Copy every line of the data below word for word, leaving out the pictures.

[MATERIAL]
-=-=-=-=-
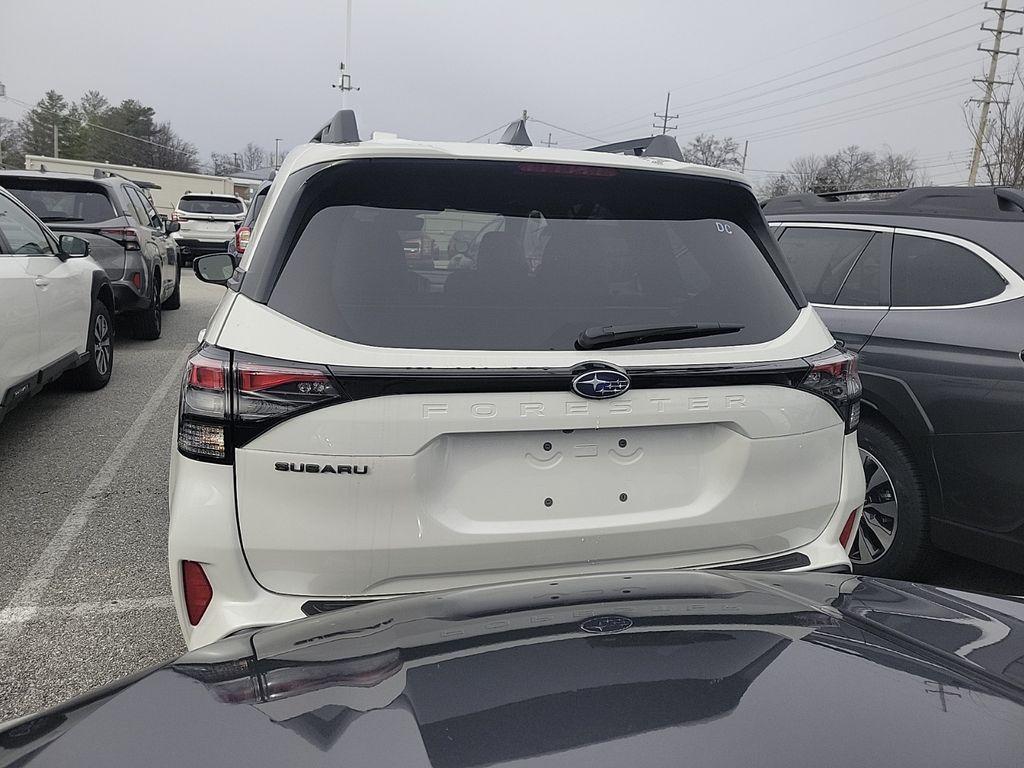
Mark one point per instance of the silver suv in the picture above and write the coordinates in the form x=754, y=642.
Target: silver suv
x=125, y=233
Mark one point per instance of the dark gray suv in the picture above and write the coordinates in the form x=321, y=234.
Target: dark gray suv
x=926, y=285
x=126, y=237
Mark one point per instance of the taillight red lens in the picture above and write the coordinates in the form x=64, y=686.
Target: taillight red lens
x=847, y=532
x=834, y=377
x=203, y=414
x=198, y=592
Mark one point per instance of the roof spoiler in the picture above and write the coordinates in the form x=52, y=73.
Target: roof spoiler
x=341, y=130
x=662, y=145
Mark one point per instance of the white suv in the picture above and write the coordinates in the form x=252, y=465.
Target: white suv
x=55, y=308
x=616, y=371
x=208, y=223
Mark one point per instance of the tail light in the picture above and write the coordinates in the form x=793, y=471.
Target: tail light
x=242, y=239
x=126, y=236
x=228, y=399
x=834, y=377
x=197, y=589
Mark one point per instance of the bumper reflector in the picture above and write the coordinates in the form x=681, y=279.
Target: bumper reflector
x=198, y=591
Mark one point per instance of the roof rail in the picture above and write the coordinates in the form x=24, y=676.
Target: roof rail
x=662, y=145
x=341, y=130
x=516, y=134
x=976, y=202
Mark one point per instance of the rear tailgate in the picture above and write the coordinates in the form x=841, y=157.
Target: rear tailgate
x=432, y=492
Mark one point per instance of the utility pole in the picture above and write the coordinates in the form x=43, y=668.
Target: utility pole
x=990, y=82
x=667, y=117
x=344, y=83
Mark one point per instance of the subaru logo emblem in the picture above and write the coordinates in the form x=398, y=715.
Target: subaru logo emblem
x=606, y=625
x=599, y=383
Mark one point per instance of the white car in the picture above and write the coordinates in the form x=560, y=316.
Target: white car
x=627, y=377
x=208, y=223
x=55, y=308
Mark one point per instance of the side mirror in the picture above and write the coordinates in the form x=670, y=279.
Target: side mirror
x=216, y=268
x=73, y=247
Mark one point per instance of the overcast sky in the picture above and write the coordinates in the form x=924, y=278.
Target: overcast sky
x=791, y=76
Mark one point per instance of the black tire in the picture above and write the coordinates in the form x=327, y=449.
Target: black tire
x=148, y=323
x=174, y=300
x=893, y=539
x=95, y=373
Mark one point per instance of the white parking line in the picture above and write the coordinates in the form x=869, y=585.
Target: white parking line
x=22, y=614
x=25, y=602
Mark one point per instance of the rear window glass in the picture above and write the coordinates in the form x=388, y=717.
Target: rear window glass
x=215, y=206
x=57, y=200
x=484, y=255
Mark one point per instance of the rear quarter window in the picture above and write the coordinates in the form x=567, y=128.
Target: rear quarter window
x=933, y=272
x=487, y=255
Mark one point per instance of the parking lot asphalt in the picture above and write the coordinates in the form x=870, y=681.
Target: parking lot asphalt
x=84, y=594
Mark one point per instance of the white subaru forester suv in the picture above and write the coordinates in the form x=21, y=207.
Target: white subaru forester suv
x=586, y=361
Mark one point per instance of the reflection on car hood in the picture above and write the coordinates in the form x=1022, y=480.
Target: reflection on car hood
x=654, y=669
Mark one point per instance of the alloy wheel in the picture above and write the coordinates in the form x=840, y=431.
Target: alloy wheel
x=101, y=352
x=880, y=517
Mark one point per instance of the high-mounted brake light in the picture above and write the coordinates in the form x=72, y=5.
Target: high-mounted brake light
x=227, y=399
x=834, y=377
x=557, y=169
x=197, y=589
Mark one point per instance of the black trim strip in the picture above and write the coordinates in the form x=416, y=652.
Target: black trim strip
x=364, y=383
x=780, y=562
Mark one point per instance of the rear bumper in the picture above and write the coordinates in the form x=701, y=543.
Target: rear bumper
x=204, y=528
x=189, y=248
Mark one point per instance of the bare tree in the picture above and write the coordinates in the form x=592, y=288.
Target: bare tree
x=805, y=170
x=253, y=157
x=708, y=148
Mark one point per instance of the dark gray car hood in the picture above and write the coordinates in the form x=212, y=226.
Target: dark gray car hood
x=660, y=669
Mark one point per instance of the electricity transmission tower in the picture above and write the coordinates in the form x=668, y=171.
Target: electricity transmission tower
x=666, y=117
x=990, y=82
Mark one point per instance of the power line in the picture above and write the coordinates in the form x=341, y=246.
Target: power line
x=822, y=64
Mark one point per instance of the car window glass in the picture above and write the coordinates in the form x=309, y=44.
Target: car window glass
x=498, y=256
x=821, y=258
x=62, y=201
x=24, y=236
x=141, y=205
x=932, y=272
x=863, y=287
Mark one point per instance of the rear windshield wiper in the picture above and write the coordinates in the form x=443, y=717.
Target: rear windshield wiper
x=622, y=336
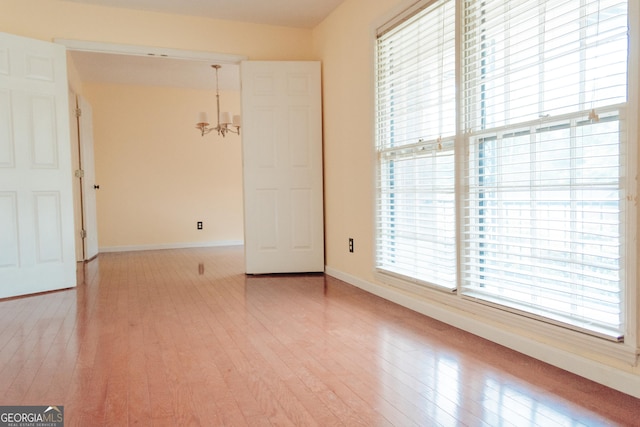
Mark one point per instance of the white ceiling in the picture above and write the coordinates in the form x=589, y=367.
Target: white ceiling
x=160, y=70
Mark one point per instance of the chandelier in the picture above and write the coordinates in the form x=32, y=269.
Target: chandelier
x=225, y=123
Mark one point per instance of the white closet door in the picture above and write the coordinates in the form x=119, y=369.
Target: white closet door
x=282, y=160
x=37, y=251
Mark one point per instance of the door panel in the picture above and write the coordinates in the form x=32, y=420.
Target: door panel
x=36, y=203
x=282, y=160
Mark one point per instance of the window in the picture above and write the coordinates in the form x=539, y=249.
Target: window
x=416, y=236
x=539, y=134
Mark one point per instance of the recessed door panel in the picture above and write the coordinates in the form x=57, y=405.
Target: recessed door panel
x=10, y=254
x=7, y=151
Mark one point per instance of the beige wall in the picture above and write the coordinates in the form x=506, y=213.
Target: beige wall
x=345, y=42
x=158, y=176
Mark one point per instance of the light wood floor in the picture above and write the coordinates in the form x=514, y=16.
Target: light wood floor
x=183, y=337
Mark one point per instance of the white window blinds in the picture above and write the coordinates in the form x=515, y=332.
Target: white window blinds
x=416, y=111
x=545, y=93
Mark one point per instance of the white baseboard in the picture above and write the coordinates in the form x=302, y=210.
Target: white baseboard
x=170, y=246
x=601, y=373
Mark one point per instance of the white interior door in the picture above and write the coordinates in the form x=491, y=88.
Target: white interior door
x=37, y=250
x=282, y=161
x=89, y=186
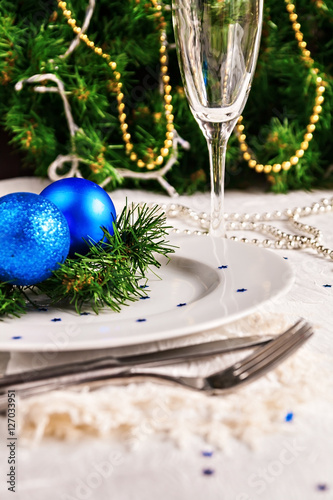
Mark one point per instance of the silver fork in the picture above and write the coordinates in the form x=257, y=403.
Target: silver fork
-=-=-=-=-
[FINAL ANSWER]
Mark one point per instance of the silver suv in the picture above and write the coordinates in the form x=754, y=642.
Target: silver suv
x=125, y=233
Mark one point per instance of the dark gray suv in the picture above and write the coordinates in the form x=321, y=234.
Target: dark gray suv
x=926, y=285
x=126, y=237
Mark one point per instance of the taillight red lens in the picture above and write the coordinates in the form x=64, y=686.
Target: taillight red lens
x=847, y=532
x=834, y=377
x=203, y=414
x=198, y=592
Mark one point per instance of the roof spoiler in the picture above and write the coordinates in the form x=52, y=73.
Target: roof spoiler
x=341, y=130
x=662, y=145
Mark one point per instance of the white suv in the picture above and write the coordinates in the form x=252, y=465.
Target: white suv
x=55, y=308
x=616, y=371
x=208, y=223
Mark one point per instance of the tail light in the picture above and write the coordinates in the form x=793, y=471.
Target: tail light
x=242, y=239
x=126, y=236
x=228, y=399
x=834, y=377
x=197, y=589
Mark one point per instance of the bumper reflector in the picture above and write the coordinates in the form x=681, y=279.
Target: bumper reflector
x=198, y=591
Mark one point per instance of the roof rail in the picture above and write the coordinates in the form x=24, y=676.
Target: roof rail
x=662, y=145
x=341, y=130
x=516, y=134
x=976, y=202
Mark one point per instance of the rear tailgate in the picture above and write the coordinates in the form x=841, y=157.
Target: rear tailgate
x=432, y=492
Mark one point per instance of the utility pole in the picture above and write the coordinates in the form x=43, y=668.
Target: utility pole
x=990, y=82
x=667, y=117
x=344, y=83
Mark one point per instance of the subaru logo emblem in the picture above and write the coordinates in the form x=398, y=715.
Target: subaru logo emblem
x=606, y=625
x=599, y=383
Mark one point per instance of the white car in the picture above and write the coordinates in the form x=560, y=316.
Target: white car
x=627, y=377
x=208, y=223
x=55, y=308
Mark one point per instance of the side mirror in the picture above and write the coordinates in the form x=670, y=279.
Target: side mirror
x=216, y=268
x=73, y=247
Mark one point per instance of the overcast sky in the picture above and write the coordinates in the form x=924, y=278.
Target: overcast sky
x=791, y=76
Mark one point per instance of the black tire in the picture above and write the coordinates in the form x=327, y=449.
Target: black tire
x=148, y=323
x=174, y=300
x=893, y=539
x=95, y=373
Mark one point per instance of the white parking line in the picture above and write the coordinates in the form x=869, y=585.
Target: white parking line
x=22, y=614
x=25, y=602
Mark one point per instance of the rear window glass in the picture above and write the coordinates in the form x=388, y=717.
Target: rear window glass
x=215, y=206
x=57, y=200
x=484, y=255
Mark one point per instance of the rear quarter window in the picture above and write the coordinates in the form x=567, y=128.
Target: rear quarter window
x=933, y=272
x=487, y=255
Mark one point per instance of the parking lot asphalt in the picture above and write the coordinates in the form x=870, y=681.
Target: parking lot asphalt
x=84, y=594
Mark one point per instance of the white subaru forester suv in the picture above and write the coordinates in the form x=21, y=207.
Target: white subaru forester suv
x=586, y=361
Mark one point per instance of the reflection on car hood in the picture above and write the coordinates in the form x=1022, y=480.
Target: reflection on car hood
x=654, y=669
Mark one point per instance of the alloy wheel in the picture above and write the coordinates in the form x=840, y=431.
Target: alloy wheel
x=101, y=352
x=880, y=517
Mark one point per instance of the high-mounted brake light in the picture above and write the coordinates in the form x=72, y=5.
Target: high-mounted brake light
x=227, y=399
x=834, y=377
x=557, y=169
x=197, y=589
Mark one point per instance of the black trim strip in the picture above and write the coordinates in the form x=416, y=652.
Target: black trim strip
x=364, y=383
x=780, y=562
Mark one point per instance of the rear bumper in the picture above and write the coordinates in the form x=701, y=543.
Target: rear bumper
x=204, y=528
x=189, y=248
Mark one point per instance of the bare tree in the picture above and write the coordinates in the form x=592, y=288.
Target: bare tree
x=805, y=170
x=253, y=157
x=708, y=148
Mark one point per instance of the dark gray car hood in the picture above and write the coordinates in the form x=212, y=226.
Target: dark gray car hood
x=660, y=669
Mark one point per instance of the electricity transmission tower in the picture above and write the coordinates in the form x=668, y=171.
Target: electricity transmission tower
x=666, y=117
x=990, y=82
Mark one point per instance of the power line in the picture above and write the coordinates in the form x=341, y=246.
Target: power line
x=822, y=64
Mark one point per instance of the car window glass in the picture above and write the coordinates in the form x=309, y=44.
Target: car window glass
x=498, y=256
x=821, y=258
x=62, y=201
x=24, y=236
x=141, y=205
x=932, y=272
x=863, y=287
Mark one point per instance of the rear windshield wiper in the picture above and write the coordinates in the form x=443, y=717.
Target: rear windshield wiper
x=622, y=336
Mark one point per instance of the white ceiling in the picture above and write the coordinates in the form x=589, y=367.
Target: white ceiling
x=160, y=70
Mark one point per instance of the chandelier in the picture above and write the coordinates in the form x=32, y=269.
Target: chandelier
x=225, y=123
Mark one point per instance of the white closet door in the picture above and write the coordinates in the form x=119, y=369.
Target: white closet door
x=282, y=160
x=37, y=251
Mark one point per instance of the door panel in the picture above and write the coordinates in the form x=32, y=420.
Target: door panel
x=36, y=203
x=282, y=160
Mark one point per instance of the window in the picture above and write the coordinates in the form x=539, y=249.
Target: window
x=416, y=236
x=539, y=134
Mark one point per instance of the recessed door panel in the picture above and write the coordinates in the form x=57, y=405.
Target: recessed door panel
x=10, y=254
x=7, y=151
Mark one point per instance of the beige wall in the picture above and write the coordinates in the form x=506, y=213.
Target: beige wall
x=345, y=42
x=158, y=176
Mark one point per instance of the light wood floor in the picture above and write the coordinates in the form x=514, y=16.
Target: light wood floor
x=183, y=337
Mark one point per instance of the white window blinds in the picture above and write the coordinates in the form x=515, y=332.
Target: white window blinds
x=416, y=111
x=545, y=93
Mark one point per instance of the white baseboard in the picture above and write the coordinates in the form x=302, y=210.
Target: white baseboard
x=170, y=246
x=601, y=373
Mark one point per instance of the white interior door in the picture above and write the coordinates in the form x=491, y=88.
Target: white interior door
x=37, y=250
x=282, y=161
x=89, y=186
Mark one point per instance of the silver fork in the picture above and write the coordinates in the form x=257, y=403.
Target: silver fork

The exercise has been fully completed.